## [Written problem]
Locate each line in the records containing the word "pond" and copy those lines out in full.

━━ Data excerpts ━━

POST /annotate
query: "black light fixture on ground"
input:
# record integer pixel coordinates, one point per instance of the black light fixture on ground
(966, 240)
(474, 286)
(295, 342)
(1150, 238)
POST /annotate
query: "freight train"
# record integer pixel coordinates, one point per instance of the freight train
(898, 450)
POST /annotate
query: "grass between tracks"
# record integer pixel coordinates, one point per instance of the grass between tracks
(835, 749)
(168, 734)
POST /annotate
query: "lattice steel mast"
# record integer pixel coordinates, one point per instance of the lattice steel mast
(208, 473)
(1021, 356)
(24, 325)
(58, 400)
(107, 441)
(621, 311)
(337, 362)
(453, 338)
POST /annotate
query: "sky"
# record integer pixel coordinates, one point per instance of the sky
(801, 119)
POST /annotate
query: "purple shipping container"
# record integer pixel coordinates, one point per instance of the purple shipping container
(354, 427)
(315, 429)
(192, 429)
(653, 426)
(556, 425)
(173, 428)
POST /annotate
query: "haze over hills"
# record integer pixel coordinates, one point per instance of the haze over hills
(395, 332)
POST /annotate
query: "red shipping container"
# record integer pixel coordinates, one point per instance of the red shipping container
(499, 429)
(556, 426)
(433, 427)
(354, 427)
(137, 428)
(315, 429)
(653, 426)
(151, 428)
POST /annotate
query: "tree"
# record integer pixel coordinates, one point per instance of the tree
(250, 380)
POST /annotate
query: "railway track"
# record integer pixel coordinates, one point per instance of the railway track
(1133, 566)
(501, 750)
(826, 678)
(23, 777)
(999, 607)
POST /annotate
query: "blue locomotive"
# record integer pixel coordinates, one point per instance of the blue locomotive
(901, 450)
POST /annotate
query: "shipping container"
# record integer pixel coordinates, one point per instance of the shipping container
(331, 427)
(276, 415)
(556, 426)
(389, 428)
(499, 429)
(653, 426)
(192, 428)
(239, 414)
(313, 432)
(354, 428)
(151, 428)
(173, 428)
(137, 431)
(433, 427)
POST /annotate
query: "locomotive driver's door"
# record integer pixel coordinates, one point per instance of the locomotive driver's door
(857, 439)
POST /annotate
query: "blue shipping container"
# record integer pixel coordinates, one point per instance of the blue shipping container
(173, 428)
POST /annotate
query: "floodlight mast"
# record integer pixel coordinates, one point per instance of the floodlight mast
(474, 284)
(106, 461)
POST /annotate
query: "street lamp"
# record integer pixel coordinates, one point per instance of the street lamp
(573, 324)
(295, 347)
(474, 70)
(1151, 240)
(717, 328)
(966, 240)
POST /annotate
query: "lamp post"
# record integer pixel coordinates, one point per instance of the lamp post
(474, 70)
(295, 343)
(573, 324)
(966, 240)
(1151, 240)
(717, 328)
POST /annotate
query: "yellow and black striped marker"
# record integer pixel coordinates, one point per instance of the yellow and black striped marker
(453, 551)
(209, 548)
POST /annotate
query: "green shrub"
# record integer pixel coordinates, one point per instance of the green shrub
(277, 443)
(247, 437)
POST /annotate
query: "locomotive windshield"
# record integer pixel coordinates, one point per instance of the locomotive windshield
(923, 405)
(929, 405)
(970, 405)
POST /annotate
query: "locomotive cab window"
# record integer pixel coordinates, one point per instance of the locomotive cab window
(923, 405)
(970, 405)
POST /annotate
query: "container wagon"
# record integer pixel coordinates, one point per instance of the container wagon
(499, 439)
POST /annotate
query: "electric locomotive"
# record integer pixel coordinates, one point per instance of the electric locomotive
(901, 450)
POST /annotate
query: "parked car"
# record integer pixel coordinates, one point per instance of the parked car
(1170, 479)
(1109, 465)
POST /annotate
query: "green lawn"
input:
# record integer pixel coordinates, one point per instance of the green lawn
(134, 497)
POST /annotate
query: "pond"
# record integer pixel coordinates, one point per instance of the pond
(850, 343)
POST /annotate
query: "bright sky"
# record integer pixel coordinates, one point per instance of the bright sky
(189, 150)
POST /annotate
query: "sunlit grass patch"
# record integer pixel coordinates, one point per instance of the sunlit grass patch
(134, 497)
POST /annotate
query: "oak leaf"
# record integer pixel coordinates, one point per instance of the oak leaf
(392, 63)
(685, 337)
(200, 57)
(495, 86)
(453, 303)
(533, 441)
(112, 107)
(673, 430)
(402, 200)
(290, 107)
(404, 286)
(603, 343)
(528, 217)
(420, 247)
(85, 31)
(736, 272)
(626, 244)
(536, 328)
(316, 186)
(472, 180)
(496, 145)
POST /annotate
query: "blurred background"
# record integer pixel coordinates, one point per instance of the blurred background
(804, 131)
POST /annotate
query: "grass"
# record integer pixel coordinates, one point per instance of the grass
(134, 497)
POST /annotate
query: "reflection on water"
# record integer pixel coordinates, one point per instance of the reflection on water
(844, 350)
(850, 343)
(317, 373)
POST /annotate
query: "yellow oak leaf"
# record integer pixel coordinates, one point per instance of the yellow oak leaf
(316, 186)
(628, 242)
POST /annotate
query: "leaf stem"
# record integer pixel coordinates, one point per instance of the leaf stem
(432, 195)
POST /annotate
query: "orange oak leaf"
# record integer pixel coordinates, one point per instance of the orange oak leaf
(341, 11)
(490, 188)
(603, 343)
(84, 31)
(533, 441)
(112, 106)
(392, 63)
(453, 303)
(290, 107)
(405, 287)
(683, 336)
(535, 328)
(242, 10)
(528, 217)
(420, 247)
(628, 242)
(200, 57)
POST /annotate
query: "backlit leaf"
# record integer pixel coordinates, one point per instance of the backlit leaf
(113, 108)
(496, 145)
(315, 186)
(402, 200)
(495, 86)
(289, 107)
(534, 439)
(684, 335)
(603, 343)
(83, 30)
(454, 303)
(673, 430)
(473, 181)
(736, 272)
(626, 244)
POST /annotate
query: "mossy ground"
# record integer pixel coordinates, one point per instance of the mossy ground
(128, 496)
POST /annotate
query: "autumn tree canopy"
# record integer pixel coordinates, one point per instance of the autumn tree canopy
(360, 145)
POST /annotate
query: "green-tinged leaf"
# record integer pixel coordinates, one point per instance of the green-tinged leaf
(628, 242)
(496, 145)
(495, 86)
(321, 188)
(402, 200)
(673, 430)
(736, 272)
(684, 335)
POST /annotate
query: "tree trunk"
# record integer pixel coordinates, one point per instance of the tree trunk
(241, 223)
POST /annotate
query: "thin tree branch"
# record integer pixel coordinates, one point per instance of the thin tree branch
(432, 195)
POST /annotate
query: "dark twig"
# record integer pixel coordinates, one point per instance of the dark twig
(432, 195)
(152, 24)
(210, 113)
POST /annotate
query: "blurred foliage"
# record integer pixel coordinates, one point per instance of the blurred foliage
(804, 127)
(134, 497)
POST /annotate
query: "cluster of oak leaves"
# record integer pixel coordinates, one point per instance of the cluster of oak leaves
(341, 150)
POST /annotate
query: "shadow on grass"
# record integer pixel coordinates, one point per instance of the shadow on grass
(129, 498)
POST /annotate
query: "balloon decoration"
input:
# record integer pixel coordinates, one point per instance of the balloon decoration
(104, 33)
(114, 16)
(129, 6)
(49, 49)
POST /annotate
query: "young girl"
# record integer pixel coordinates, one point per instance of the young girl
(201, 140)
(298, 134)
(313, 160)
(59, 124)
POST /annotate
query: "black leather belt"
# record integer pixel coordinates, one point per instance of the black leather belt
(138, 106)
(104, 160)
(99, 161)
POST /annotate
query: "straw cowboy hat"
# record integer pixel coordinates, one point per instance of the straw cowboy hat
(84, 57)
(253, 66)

━━━

## [Answer for this exercise]
query: "pond"
# record integer pixel coordinates, one point per instance of the pond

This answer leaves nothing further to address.